(EXERCISE GOAL) In the entries that follow, find the line containing "Target: concrete surface"; from there, copy every line exactly through the line containing "Target: yellow plastic container".

Extracted data entries
=== Begin Enclosure ===

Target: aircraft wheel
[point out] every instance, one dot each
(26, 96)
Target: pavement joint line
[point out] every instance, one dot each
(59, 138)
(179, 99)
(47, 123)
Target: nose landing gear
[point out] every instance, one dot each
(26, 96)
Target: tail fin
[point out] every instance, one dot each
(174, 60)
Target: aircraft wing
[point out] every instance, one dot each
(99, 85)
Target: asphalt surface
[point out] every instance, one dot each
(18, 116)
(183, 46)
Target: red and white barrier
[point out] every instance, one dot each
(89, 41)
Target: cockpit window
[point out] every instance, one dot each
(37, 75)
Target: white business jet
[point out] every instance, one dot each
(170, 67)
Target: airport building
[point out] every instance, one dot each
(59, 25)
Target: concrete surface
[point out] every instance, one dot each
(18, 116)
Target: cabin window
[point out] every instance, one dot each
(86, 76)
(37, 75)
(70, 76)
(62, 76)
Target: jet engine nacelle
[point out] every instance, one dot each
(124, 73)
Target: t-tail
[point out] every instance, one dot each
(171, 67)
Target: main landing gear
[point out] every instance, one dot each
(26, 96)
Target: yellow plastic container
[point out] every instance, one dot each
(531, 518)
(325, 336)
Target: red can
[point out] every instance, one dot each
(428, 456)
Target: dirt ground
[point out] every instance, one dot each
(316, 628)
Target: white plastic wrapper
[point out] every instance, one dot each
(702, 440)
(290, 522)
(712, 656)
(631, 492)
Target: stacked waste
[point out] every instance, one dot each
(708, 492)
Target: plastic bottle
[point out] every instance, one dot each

=== End Enclosure ===

(FINISHED TASK)
Target: concrete surface
[point out] every instance, one dot each
(18, 116)
Target: cabin window
[point out] every instance, one dot each
(86, 76)
(37, 75)
(70, 76)
(62, 76)
Target: jet engine nacelle
[point out] every instance, one dot each
(124, 73)
Target: t-tail
[point out] every instance, one dot each
(171, 67)
Target: main landing gear
[point out] every instance, one dot each
(26, 96)
Target: yellow plastic container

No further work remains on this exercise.